Task to carry out:
Every record below, from first to last, should be copied exactly; leave the pictures out.

-------- Excerpted records --------

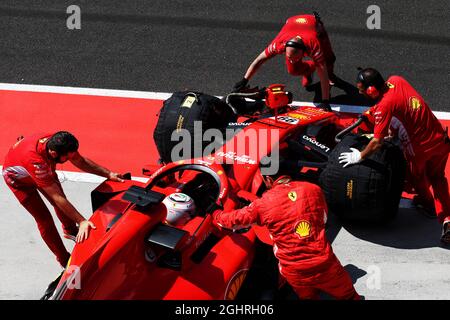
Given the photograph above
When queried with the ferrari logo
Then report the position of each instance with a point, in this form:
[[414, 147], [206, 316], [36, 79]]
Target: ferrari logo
[[292, 195], [303, 229], [301, 20], [235, 284], [414, 103]]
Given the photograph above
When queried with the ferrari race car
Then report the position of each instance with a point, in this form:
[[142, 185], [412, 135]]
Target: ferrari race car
[[140, 252]]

--------

Exercise response:
Given the photograph above
When queried with the ferrari logo
Then report the position of each instance with a point, in this form:
[[414, 147], [206, 316], [36, 79]]
Target: ferrari logo
[[292, 195], [303, 229], [301, 20], [235, 284], [414, 103]]
Given the photograph above
When queried with the ferrari race car
Then report the position of each instance with a point, in this form:
[[142, 185], [412, 135]]
Target: ferrari race car
[[140, 252]]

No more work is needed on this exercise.